**本文:**
しかし砂糖は単なる甘味料ではなく、ゲルネットワークを構築し、保存性を確保する役割も担います。
糖を抜いた分だけゲル強度が低下し、離水や分離が起こりやすくなるため、ペクチン活性を的確に制御してゲル形成を補強する必要があります。
ペクチンは果実の細胞壁に含まれる多糖類で、主鎖となるガラクツロン酸のメチル化度合いによって高メトキシルペクチン(HM)と低メトキシルペクチン(LM)に大別されます。
HMペクチンは高糖・低pH条件下で砂糖と酸により水分を脱水することでゲル化します。
一方、LMペクチンはカルシウムイオン架橋によってゲル化するため、糖濃度が低くてもゲル形成が可能です。
低糖ジャムでは主にLMペクチンを使用し、カルシウム添加やpH調整で粘度と保形性を確保します。
LMペクチンの中でもアセチル化されているタイプは水和性が高まり、しなやかなゲルを形成しやすくなります。
ただしアセチル基が多すぎるとカルシウム架橋が阻害されるため、製品設計でバランスを取る必要があります。
・ゲル強度不足によるジャムの液状化
・フレーバーの変質や酸味の突出
・保存中の離水(シナレシス)
これらは砂糖濃度の低下、ペクチン量の不足、pH変動、金属イオンの過不足など複合的要因によって起こります。
LMペクチンの最適ゲル化pHは3.0〜3.6です。
pHが高すぎるとカルシウム架橋が弱まり、低すぎると負電荷が減少してゲルが脆くなります。
クエン酸や乳酸で酸度を微調整し、製造ロット間のばらつきを抑えることが重要です。
LMペクチンはカルシウム依存性の“エッグボックス構造”でゲル化します。
Ca²⁺濃度が低いとゲル形成が不十分になり、高すぎると過凝集して粗いネットワークが生成され、口当たりが悪化します。
グルコン酸カルシウムや乳酸カルシウムは溶解性が高く、徐放性のため操作性に優れています。
本来ジャムは65°Brix以上で保存性を確保しますが、低糖ジャムでは40〜50°Brixに設計されることが多いです。
Brixが低いほどペクチンの水和が進み、ゲルネットワークが粗くなるため、高機能ペクチンの選定や糖アルコール、食物繊維を併用し粘度を補うのが効果的です。
過度な加熱はペクチンの脱メトキシル化や分解を進め、ゲル形成能を低下させます。
真空濃縮やマイクロ波加熱により、目標Brix到達までの加熱時間を短縮すると品質保持に貢献します。
1. 原料フルーツをピューレ化し、BrixとpHを測定する。
2. LMペクチン(アセチル化度10〜15%、DE25〜35%)を0.8〜1.2%添加し均一分散させる。
3. 加糖(ショ糖、マルチトールなど)で40〜45°Brixを目指す。
4. 50〜60℃で予備混合しながら、クエン酸でpH3.3に調整。
5. 85〜90℃へ昇温し、グルコン酸Caを全量の0.15〜0.25%添加。
6. 95℃・3分間保持して殺菌後、速やかにホットパック。

**指示 1:** 低糖ジャムについての本文で「・」を付けて列挙されている現象をすべて書き出しなさい。
**指示 2:** 低糖ジャムについての本文によると、LMペクチンの最適ゲル化pHはいくつか。
**指示 3:** 低糖ジャムについての本文の続きを、最後の手順の後から書きなさい。

**提示データ:**
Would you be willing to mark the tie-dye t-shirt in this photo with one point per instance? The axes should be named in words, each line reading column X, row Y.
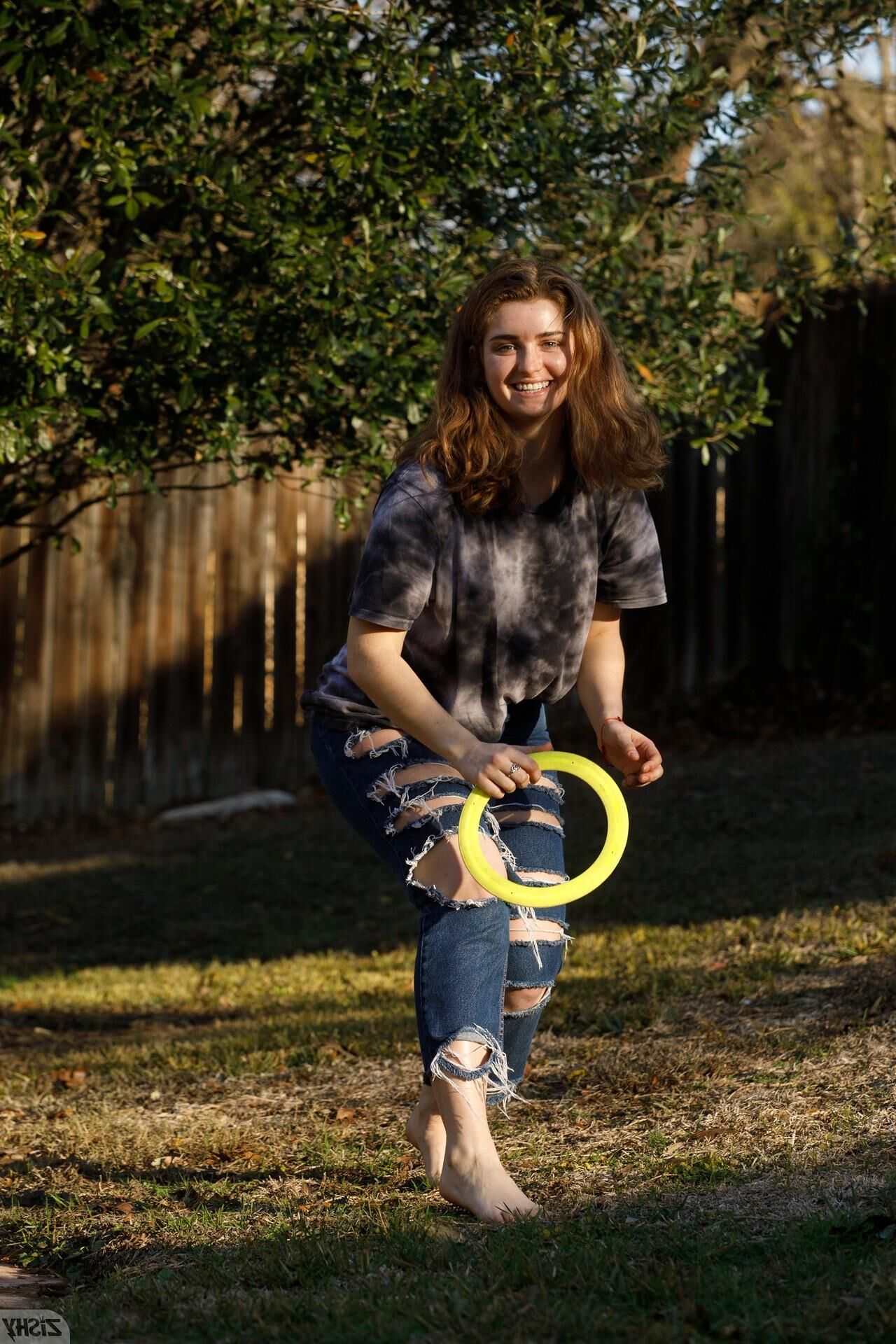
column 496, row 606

**解答例 1:**
・ゲル強度不足によるジャムの液状化
・フレーバーの変質や酸味の突出
・保存中の離水(シナレシス)

**解答例 2:** 3.0〜3.6です。

**解答例 3:**
7. 急冷し20℃まで下げ、ゲルセットを促進。
この工程により、低糖でもスプレッド性と保形性を兼ね備えたジャムが得られます。
ペクチンメチルエステラーゼ(PME)処理でメトキシル基を部分的に除去し、LMペクチンをジャム内部で生成する手法があります。
酵素反応はpH4.0付近、40〜50℃で10〜20分行い、その後加熱失活させると均質な低糖ゲルが形成されます。
酵素使用時はラベル表示で「酵素処理フルーツスプレッド」と明示し、消費者理解を得る工夫が求められます。
・ガラクトマンナン系(ローカストビーンガム)との混合で離水抑制
・難消化性デキストリンでBrix不足を補完しつつ食物繊維強化
・ポリグリシトールシロップで甘味と保湿性を付与
これらを少量併用することでテクスチャー改良と栄養価向上を同時に達成できます。
水分活性(aw)が0.95を超える場合、カビや酵母のリスクが上がります。
ペクチンによるゲル化だけでは防腐力が不十分なこともあるため、ソルビン酸Kやナイシンなど天然系保存料を併用し、二次汚染を防ぎます。
またゲルが緩いと容器壁面への流動が早まり、カビ発生箇所が視認しにくくなるため、充填後の殺菌とクリーンベンチ作業が推奨されます。
・ゲル強度:テクスチャーアナライザーで25〜40g/5sを目標
・離水率:冷蔵4週間で3%以下
・官能評価:スプレッド性、塗布均一性、酸味バランス
製造ロットごとにこれらをモニタリングし、ペクチン活性を示すK値(粘度比)を算出してトレーサビリティを確立します。
低糖ジャムの成功は、ペクチンの種類選択、pH・カルシウム・Brixの三位一体での制御、そして加熱プロファイルの最適化にかかっています。
酵素処理やガム併用など応用技術を組み合わせることで、糖質オフでもおいしく機能的なジャムを提供できます。
健康志向が続く限り、ペクチン活性の高度なマネジメントは製品差別化の鍵となるでしょう。